╭──

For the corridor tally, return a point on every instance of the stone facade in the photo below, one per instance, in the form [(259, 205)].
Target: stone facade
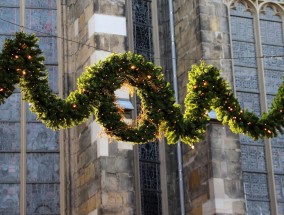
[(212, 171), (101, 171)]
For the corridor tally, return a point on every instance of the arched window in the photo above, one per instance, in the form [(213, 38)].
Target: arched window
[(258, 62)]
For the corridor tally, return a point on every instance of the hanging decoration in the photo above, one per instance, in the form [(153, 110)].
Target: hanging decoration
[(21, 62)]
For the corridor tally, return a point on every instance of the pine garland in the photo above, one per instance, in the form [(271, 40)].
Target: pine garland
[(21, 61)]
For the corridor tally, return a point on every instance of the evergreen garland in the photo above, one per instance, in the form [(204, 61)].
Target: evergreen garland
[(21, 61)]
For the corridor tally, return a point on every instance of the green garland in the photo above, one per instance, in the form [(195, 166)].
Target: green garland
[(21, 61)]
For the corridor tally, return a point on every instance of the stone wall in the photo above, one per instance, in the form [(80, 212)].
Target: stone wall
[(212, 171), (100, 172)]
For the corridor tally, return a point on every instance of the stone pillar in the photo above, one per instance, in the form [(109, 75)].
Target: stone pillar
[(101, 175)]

╰──
╭──

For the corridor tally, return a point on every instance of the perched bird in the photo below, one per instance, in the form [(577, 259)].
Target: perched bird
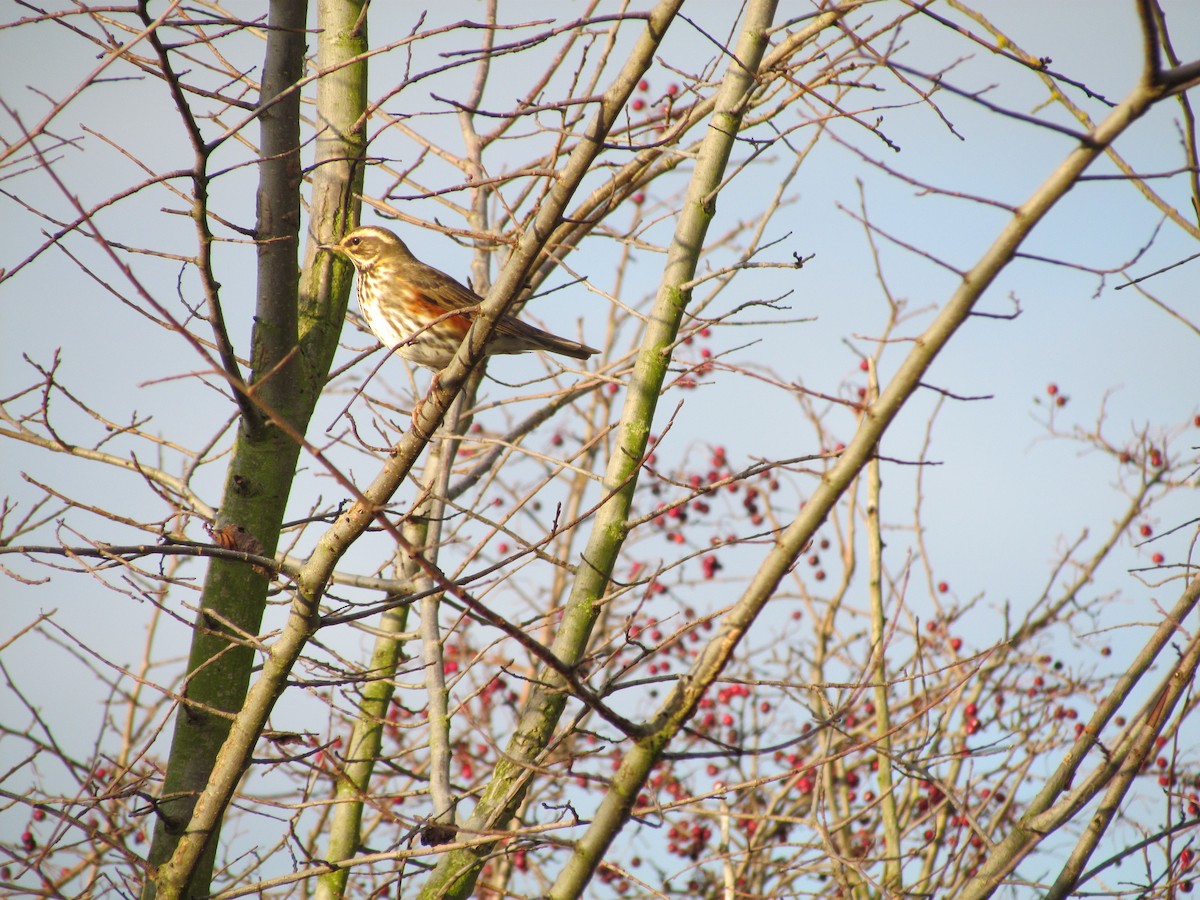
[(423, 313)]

╰──

Among the records above, extract exactly the lines from the line with "form [(213, 38)]." to the line with "form [(109, 75)].", both lines included, and leave out the rest.

[Solution for this exercise]:
For the corridor tally, return a point on every instance of the arched window in the photo above, one per instance, in the form [(213, 38)].
Target: arched window
[(258, 62)]
For the corridor tally, return a point on every instance of the hanging decoration in the photo above, one per instance, in the form [(153, 110)].
Target: hanging decoration
[(21, 62)]
For the corridor tally, return a point on every instance of the pine garland in the photo above, one per instance, in the form [(271, 40)].
Target: pine garland
[(21, 61)]
For the corridor tally, return a point on every instance of the evergreen garland in the photo above, one per instance, in the form [(204, 61)].
Target: evergreen garland
[(21, 61)]
For the corridor tally, return a point on every instance of the green garland in the photo above, one per instance, in the form [(195, 166)].
Target: green garland
[(21, 61)]
For the corridor tally, return a point on every instance of the stone wall in the photo above, one per instance, in the form [(80, 212)].
Target: stone wall
[(212, 171), (100, 172)]
For the corridor tally, return a point on every instance of the stone pillar in the photo above, one per instance, in the form [(109, 75)].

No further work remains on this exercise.